OBJECTIVE: Your task is to retype each line of the data below exactly.

====

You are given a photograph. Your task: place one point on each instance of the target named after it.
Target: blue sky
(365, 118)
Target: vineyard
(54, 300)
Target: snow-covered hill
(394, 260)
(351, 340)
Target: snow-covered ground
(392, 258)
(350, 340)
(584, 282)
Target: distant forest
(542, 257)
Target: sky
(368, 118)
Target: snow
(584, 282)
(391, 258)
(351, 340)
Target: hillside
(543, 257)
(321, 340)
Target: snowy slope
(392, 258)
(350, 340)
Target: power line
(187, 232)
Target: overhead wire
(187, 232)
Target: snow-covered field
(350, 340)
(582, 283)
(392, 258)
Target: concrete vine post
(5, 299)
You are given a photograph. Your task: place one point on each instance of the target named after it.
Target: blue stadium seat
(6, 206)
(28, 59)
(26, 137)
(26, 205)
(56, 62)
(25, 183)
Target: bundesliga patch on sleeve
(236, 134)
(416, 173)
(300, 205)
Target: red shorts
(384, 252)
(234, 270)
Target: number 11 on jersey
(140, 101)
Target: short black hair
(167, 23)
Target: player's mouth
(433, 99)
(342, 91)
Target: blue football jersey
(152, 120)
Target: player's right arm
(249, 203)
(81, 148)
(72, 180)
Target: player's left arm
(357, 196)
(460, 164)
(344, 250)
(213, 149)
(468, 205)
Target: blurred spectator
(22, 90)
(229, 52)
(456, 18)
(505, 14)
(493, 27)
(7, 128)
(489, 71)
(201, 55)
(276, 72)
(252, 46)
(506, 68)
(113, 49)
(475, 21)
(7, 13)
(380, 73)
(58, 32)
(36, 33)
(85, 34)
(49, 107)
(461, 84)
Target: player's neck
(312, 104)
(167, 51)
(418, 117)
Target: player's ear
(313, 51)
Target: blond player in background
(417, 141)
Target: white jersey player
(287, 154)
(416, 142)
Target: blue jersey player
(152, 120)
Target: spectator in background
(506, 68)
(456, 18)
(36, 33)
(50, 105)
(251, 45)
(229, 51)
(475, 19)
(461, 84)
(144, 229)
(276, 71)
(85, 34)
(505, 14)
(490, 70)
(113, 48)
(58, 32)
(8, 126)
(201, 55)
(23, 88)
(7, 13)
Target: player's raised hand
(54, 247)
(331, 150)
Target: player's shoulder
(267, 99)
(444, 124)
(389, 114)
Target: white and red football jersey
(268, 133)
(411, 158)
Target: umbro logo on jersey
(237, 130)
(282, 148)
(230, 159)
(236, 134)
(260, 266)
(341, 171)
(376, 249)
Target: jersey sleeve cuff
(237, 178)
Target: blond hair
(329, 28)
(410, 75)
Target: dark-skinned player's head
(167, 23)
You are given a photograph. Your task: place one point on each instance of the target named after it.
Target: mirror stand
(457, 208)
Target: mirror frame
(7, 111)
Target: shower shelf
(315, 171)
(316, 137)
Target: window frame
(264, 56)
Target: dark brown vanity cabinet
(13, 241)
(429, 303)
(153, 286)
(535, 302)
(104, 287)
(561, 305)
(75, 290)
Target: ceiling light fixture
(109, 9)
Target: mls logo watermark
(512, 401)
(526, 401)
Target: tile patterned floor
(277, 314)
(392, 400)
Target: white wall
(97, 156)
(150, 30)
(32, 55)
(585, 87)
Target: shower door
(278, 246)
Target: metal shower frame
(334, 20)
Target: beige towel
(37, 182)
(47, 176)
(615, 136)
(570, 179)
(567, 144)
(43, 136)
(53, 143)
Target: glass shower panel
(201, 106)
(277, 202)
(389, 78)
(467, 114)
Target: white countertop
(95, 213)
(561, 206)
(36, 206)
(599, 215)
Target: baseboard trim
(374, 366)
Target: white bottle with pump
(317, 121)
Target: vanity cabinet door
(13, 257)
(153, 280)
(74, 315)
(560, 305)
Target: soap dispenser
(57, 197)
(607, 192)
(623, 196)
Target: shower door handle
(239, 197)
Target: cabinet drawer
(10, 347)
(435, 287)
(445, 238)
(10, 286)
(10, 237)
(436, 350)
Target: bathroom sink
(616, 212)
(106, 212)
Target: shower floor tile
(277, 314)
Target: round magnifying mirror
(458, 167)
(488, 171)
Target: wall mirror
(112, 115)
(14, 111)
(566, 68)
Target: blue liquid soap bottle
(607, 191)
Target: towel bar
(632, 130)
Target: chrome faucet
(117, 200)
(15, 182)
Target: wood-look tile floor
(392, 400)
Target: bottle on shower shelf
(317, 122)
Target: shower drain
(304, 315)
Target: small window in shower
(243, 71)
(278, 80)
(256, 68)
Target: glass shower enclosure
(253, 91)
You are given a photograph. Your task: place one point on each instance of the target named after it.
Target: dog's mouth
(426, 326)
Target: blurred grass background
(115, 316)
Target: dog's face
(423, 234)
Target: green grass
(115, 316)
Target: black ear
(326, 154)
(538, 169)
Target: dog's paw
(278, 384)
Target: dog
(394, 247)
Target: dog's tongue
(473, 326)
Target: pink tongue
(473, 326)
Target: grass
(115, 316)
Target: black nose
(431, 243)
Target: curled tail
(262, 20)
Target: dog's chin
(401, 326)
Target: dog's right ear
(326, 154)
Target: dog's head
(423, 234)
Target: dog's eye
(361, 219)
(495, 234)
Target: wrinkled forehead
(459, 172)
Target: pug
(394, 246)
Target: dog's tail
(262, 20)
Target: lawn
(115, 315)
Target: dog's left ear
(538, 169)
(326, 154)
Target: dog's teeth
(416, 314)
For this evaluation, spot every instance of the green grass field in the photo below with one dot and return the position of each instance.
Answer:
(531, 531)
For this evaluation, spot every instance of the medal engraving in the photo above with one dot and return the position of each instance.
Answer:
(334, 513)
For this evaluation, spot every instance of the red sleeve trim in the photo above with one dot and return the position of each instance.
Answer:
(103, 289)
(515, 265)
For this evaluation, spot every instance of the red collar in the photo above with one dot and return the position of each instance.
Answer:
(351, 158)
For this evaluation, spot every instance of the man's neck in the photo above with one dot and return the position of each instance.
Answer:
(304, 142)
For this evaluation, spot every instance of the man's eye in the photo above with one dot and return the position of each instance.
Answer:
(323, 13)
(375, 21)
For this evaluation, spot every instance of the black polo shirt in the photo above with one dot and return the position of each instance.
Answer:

====

RESPONSE BELOW:
You are given a photograph. Your task: place one point on each instance of the target named after it.
Target: blue sky
(365, 118)
Target: vineyard
(54, 300)
Target: snow-covered hill
(394, 260)
(351, 340)
Target: snow-covered ground
(392, 258)
(350, 340)
(584, 282)
Target: distant forest
(542, 257)
Target: sky
(368, 118)
Target: snow
(584, 282)
(391, 258)
(351, 340)
Target: hillside
(543, 257)
(321, 340)
Target: snowy slope
(392, 258)
(350, 340)
Target: power line
(187, 232)
Target: overhead wire
(187, 232)
Target: snow-covered field
(350, 340)
(582, 283)
(392, 258)
Target: concrete vine post
(5, 299)
You are given a photograph. Your task: place one point on each instance of the target named after it.
Target: blue stadium seat
(6, 206)
(28, 59)
(26, 137)
(26, 205)
(56, 62)
(25, 183)
Target: bundesliga patch on sleeve
(236, 134)
(416, 173)
(300, 205)
Target: red shorts
(384, 252)
(234, 270)
Target: number 11 on jersey
(140, 101)
Target: short black hair
(167, 23)
Target: player's mouth
(433, 99)
(342, 91)
Target: blue football jersey
(152, 120)
Target: player's right arm
(249, 203)
(81, 148)
(72, 180)
Target: player's left arm
(357, 196)
(460, 164)
(344, 250)
(213, 149)
(468, 205)
Target: blurred spectator
(22, 90)
(229, 52)
(456, 18)
(505, 14)
(493, 27)
(7, 128)
(489, 71)
(201, 55)
(276, 72)
(252, 46)
(506, 68)
(113, 49)
(475, 21)
(7, 13)
(380, 73)
(58, 32)
(36, 33)
(85, 34)
(49, 107)
(461, 84)
Target: player's neck
(312, 104)
(167, 51)
(418, 117)
Target: player's ear
(313, 51)
Target: blond player in background
(417, 141)
Target: white jersey player
(287, 154)
(416, 142)
Target: blue jersey player
(152, 120)
Target: spectator in background
(506, 68)
(456, 18)
(36, 33)
(50, 105)
(251, 45)
(229, 51)
(475, 19)
(461, 84)
(144, 229)
(276, 71)
(85, 34)
(505, 14)
(490, 70)
(113, 48)
(58, 32)
(8, 126)
(201, 55)
(23, 88)
(7, 13)
Target: player's raised hand
(54, 247)
(331, 150)
Target: player's shoulder
(267, 99)
(444, 124)
(389, 114)
Target: white and red football jersey
(268, 133)
(411, 158)
Target: umbro logo on jersey
(237, 130)
(282, 148)
(230, 159)
(236, 134)
(260, 266)
(341, 171)
(376, 249)
Target: jersey sleeve cuff
(237, 178)
Target: blond hair
(329, 28)
(410, 75)
Target: dark-skinned player's head
(167, 23)
You are given a photograph. Your task: place one point on each instance of the target named after it.
Target: mirror stand
(457, 208)
Target: mirror frame
(7, 111)
Target: shower shelf
(315, 171)
(316, 137)
Target: window frame
(264, 56)
Target: dark brown vanity cabinet
(13, 241)
(429, 303)
(153, 286)
(535, 302)
(104, 287)
(561, 305)
(75, 290)
Target: ceiling light fixture
(109, 9)
Target: mls logo watermark
(512, 401)
(526, 401)
Target: tile patterned floor
(277, 314)
(392, 400)
Target: white wall
(97, 156)
(150, 30)
(32, 55)
(585, 87)
Target: shower door
(278, 246)
Target: metal shower frame
(334, 20)
Target: beige towel
(37, 182)
(47, 176)
(615, 136)
(570, 179)
(567, 144)
(43, 136)
(53, 143)
Target: glass shower panel
(201, 106)
(277, 202)
(389, 78)
(467, 114)
Target: white countertop
(95, 213)
(561, 206)
(36, 206)
(599, 215)
Target: baseboard trim
(374, 366)
Target: white bottle with pump
(317, 121)
Target: vanity cabinet door
(13, 257)
(153, 280)
(74, 315)
(560, 305)
Target: soap dispenser
(57, 197)
(607, 192)
(623, 196)
Target: shower door handle
(239, 197)
Target: cabinet drawer
(10, 347)
(435, 287)
(445, 238)
(10, 286)
(10, 237)
(436, 350)
Target: bathroom sink
(616, 212)
(106, 212)
Target: shower floor tile
(277, 314)
Target: round magnifying mirror
(458, 167)
(488, 171)
Target: wall mirror
(112, 115)
(14, 111)
(566, 68)
Target: blue liquid soap bottle
(607, 191)
Target: towel bar
(632, 130)
Target: chrome faucet
(117, 200)
(15, 182)
Target: wood-look tile floor
(392, 400)
Target: bottle on shower shelf
(317, 122)
Target: shower drain
(304, 315)
Target: small window in shower
(243, 71)
(278, 80)
(256, 68)
Target: glass shower enclosure
(253, 91)
You are given a photograph. Your task: place one point on each instance of the target named after it.
Target: dog's mouth
(426, 326)
Target: blurred grass background
(115, 316)
Target: dog's face
(423, 234)
Target: green grass
(115, 316)
Target: black ear
(326, 154)
(538, 169)
Target: dog's paw
(278, 384)
Target: dog
(394, 247)
Target: dog's tongue
(473, 326)
Target: pink tongue
(473, 326)
Target: grass
(115, 316)
Target: black nose
(431, 243)
Target: curled tail
(262, 20)
Target: dog's chin
(401, 326)
Target: dog's right ear
(326, 154)
Target: dog's head
(423, 234)
Target: dog's eye
(361, 219)
(495, 234)
Target: wrinkled forehead
(459, 172)
Target: pug
(394, 246)
Target: dog's tail
(262, 20)
Target: lawn
(115, 315)
Target: dog's left ear
(538, 169)
(326, 154)
Target: dog's teeth
(416, 314)
For this evaluation, spot every instance of the green grass field in the photo below with one dot and return the position of each instance.
Answer:
(531, 531)
For this evaluation, spot every instance of the medal engraving in the photo above with one dot and return the position of each instance.
Answer:
(334, 513)
For this evaluation, spot every instance of the red sleeve trim in the photo above with one dot and return the position of each instance.
Answer:
(103, 289)
(515, 265)
For this evaluation, spot every instance of the red collar in the photo above with one dot and return the position of each instance.
Answer:
(351, 158)
For this evaluation, spot every instance of the man's neck in the photo above with one dot and return the position of each instance.
Answer:
(304, 142)
For this evaluation, spot every instance of the man's eye in the photo above with one dot and return the position of each instance.
Answer:
(323, 13)
(375, 21)
For this evaluation, spot every instance of the black polo shirt in the photo above with one dot and return the position of each instance.
Answer:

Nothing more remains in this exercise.